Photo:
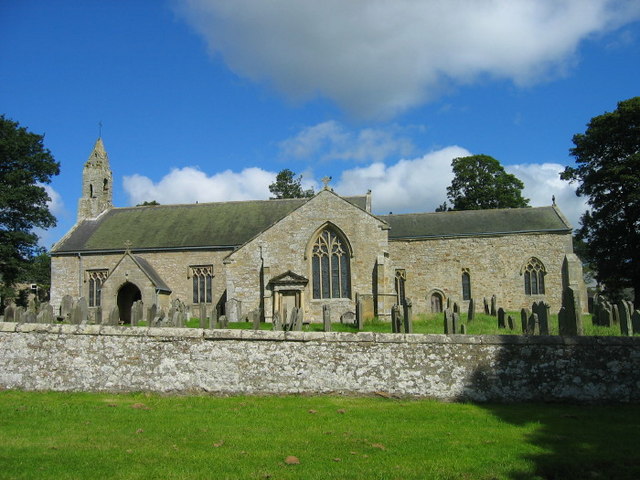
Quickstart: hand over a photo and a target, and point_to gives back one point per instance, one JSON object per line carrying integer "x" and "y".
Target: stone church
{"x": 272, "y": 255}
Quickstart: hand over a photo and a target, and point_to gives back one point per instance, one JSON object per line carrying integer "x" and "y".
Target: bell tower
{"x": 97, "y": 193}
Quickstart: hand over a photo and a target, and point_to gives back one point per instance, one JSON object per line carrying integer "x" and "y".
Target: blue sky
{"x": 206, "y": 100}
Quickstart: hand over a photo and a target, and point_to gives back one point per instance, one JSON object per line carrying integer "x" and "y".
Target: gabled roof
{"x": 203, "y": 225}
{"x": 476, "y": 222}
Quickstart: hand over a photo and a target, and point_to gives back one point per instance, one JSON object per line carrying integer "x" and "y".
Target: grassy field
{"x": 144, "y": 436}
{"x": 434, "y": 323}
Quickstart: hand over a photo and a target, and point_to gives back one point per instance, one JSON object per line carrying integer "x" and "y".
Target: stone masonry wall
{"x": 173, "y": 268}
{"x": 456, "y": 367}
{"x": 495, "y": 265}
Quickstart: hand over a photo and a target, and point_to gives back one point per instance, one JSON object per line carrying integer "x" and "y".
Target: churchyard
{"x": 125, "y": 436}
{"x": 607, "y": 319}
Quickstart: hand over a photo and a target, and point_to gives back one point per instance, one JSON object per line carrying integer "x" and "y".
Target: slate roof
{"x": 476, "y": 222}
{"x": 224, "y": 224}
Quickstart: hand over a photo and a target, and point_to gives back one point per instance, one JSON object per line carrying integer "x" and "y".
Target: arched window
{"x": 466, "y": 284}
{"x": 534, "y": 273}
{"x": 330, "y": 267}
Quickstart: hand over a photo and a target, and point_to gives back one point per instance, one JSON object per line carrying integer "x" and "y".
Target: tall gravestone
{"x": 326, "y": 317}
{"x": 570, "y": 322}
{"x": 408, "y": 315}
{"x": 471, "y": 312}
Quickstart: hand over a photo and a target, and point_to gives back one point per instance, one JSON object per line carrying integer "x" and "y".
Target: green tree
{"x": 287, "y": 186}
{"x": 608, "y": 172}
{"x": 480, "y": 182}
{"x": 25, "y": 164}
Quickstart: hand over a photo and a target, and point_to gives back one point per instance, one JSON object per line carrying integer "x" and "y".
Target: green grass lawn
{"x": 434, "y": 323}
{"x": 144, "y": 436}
---
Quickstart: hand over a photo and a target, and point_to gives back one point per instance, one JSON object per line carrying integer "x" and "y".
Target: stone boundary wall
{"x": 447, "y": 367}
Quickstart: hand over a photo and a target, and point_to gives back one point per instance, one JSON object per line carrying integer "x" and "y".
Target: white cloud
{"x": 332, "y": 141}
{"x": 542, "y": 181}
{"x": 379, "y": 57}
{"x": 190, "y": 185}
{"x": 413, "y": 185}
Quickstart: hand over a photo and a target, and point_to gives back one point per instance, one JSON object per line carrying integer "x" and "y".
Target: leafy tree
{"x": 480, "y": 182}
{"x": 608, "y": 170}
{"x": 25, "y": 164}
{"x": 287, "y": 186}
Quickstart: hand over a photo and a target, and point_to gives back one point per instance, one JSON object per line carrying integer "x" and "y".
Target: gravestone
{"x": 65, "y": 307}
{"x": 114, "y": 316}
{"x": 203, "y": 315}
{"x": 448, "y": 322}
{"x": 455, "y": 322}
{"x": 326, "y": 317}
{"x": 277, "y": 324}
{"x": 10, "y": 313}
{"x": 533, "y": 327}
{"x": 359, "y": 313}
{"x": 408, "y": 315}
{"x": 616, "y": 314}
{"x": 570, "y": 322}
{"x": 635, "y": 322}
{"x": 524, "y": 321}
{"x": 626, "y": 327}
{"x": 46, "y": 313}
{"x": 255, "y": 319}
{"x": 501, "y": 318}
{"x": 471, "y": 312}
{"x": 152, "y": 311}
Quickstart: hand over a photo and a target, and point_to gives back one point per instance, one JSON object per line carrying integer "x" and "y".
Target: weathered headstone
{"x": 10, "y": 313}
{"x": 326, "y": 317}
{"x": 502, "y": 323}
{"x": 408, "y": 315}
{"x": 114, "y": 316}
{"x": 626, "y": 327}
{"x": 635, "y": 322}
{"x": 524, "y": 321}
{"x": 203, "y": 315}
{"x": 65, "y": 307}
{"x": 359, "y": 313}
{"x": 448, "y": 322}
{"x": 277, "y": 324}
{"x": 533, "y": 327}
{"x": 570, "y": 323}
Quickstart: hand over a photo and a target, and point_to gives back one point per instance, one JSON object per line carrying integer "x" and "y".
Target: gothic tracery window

EXERCISE DIRECTIONS
Only one stretch of the data above is needed. Restate it word for word, from the line containing "Target: weathered headstone" through the line containing "Target: gothic tracery window", both ends included.

WRITTEN ANSWER
Target: weathered headstone
{"x": 10, "y": 313}
{"x": 326, "y": 317}
{"x": 502, "y": 323}
{"x": 408, "y": 315}
{"x": 114, "y": 316}
{"x": 626, "y": 327}
{"x": 635, "y": 322}
{"x": 524, "y": 321}
{"x": 203, "y": 315}
{"x": 65, "y": 307}
{"x": 359, "y": 313}
{"x": 448, "y": 322}
{"x": 277, "y": 324}
{"x": 533, "y": 327}
{"x": 570, "y": 323}
Quickstart: hand over a photo and a target, and point_to gives back one point per instance, one JSON object per line carrying integer "x" and "y".
Target: gothic tracery window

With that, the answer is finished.